*** Opening Input ***

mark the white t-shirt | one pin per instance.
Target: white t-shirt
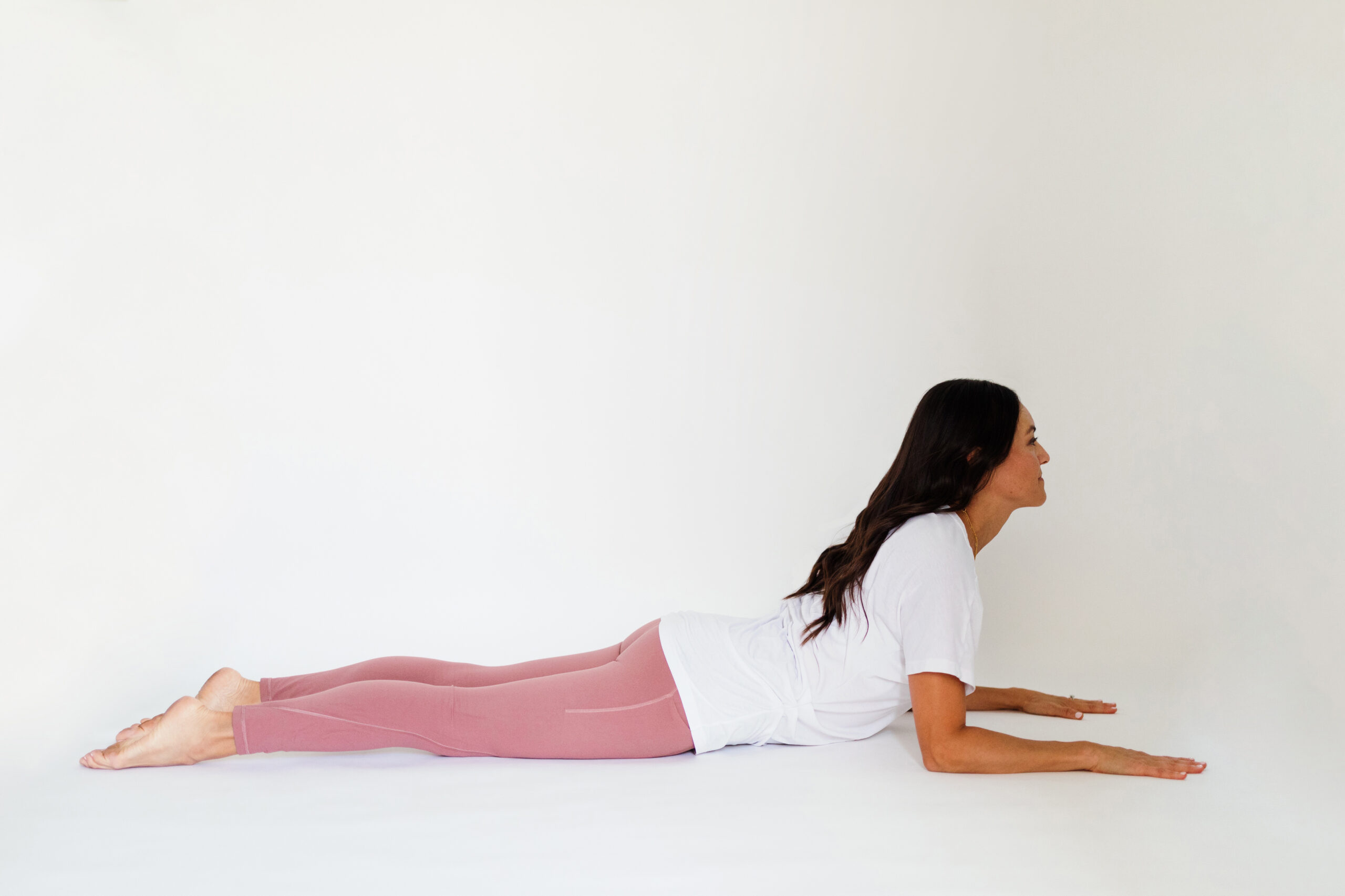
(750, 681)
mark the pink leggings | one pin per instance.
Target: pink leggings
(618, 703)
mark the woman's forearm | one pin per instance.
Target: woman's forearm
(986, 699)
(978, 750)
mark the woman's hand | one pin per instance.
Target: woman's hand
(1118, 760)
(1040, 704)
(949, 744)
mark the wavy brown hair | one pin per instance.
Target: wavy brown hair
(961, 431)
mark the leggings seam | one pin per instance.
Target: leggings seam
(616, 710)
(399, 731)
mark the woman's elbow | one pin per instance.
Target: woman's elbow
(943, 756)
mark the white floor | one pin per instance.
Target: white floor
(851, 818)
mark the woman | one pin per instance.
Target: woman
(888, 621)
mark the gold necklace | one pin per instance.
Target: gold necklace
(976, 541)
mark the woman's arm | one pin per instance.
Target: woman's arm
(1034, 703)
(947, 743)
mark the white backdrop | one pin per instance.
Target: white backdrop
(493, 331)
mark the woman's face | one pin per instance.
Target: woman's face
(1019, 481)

*** Closing Input ***

Exactly the lines from the one holding "mark the white backdrop" to the final line of the listing, both included, must make up the answer.

mark the white backdrop | one pin per instance.
Target: white backdrop
(493, 331)
mark the woman's face | one pin per instance.
Target: woman's face
(1019, 481)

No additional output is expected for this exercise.